Print out every record exactly as it appears.

+ + + +

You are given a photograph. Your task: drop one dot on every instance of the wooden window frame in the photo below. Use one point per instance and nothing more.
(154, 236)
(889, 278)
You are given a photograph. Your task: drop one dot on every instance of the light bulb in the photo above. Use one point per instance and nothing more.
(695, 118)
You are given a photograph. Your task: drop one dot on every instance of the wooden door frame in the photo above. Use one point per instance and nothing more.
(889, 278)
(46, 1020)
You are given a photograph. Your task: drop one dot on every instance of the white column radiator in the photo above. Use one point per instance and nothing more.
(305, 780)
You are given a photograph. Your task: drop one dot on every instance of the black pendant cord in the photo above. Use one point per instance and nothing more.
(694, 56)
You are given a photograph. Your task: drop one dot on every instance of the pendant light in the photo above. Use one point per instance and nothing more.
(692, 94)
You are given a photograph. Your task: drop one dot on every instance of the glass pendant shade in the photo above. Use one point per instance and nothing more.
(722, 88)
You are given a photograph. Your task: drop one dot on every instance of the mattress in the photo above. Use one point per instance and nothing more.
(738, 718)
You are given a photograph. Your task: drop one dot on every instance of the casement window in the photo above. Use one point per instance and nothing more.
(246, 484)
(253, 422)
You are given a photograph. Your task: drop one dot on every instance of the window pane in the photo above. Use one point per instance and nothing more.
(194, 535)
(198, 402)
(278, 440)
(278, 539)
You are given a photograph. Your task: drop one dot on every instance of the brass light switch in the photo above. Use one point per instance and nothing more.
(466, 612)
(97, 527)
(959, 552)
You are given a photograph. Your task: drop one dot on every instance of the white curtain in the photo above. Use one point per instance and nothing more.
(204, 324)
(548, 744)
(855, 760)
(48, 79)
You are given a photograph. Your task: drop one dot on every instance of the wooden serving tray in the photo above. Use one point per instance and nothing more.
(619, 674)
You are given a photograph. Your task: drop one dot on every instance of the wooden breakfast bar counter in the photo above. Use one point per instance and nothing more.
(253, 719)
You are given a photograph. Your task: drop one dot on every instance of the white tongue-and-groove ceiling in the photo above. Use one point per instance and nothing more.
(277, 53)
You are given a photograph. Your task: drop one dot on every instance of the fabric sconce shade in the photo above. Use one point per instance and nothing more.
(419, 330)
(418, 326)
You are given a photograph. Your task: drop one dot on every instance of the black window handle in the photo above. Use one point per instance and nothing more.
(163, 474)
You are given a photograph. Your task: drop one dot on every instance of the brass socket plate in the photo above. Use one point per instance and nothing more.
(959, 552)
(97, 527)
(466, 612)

+ + + +

**Problem solution:**
You are given a photograph. Your task: drop one dot on every instance of the wooden window frame in the photo below. Use one point per instance and nothing more.
(154, 236)
(889, 278)
You are given a photograph. Your task: drop one dot on every instance of the light bulb in the photo above. Use one point per instance and nothing more.
(695, 118)
You are given a photograph. Your task: drop one dot on every instance of the wooden door frame in the photo above. Use one point per instance and nothing more.
(889, 278)
(46, 1020)
You are given a photograph. Your task: drop one dot on every instance of the white column radiator in the photo above. Use one point per instance and nothing more.
(305, 780)
You are given a photograph. Your task: drop one dot on every instance of the black pendant cord in the photo above. Use one point per instance and nothing more.
(694, 56)
You are given a photograph. Your task: drop one dot on every instance of the pendant light in the photo above. Use one point per instance and nothing more.
(692, 94)
You are given a photograph. Your task: drop one dot on every instance of the glass pendant shade in the photo above. Use one point per instance and nothing more.
(722, 88)
You are given a photograph. Your task: drop one dot on every instance of the mattress in the photo above. Use one point per instance and nothing more.
(738, 718)
You are given a photograph. Your task: drop one dot on every instance of the casement window in the photo above. Use one point per instance and nothing more.
(246, 484)
(253, 422)
You are given a photograph. Your task: drop one dot on every instance of the window pane in the photo above. Use one point per instance and nothing more.
(194, 535)
(198, 402)
(278, 440)
(278, 539)
You are given a photograph. Your task: drop one dot on every instance of the brass light switch in the photo above. Use one point per instance and nothing more.
(466, 612)
(97, 527)
(959, 552)
You are given a photograph. Your task: drop one dot on every instance of the white curtain in the photo above. Use one point per instance and nothing more.
(204, 324)
(548, 744)
(855, 760)
(48, 79)
You are given a photograph. Your task: drop one dot on every instance of the wooden serving tray in the photo above. Use one point per instance and nothing more.
(619, 674)
You are given a photograph. Your task: drop one dot on every instance of the wooden breakfast bar counter in the photo above. Use one point per instance and nothing more.
(253, 719)
You are given a photograph. Your task: drop one dot on every instance of the white tongue-and-groove ceiling in the photo above. Use one point per instance and nothing more.
(277, 53)
You are given a photograph. Your task: drop one dot on every instance of the fabric sconce shade in the photo above. Use one point per instance and nothing more.
(419, 330)
(418, 326)
You are given a photograph. Your task: drop one dot on every instance of the black window handle in the photo above. Use one point per instance and nothing more.
(163, 474)
You are given a photograph. Your task: drop one dot on every instance of the brass socket plate in the photo above. Use one point per instance and nothing more.
(959, 552)
(97, 527)
(466, 612)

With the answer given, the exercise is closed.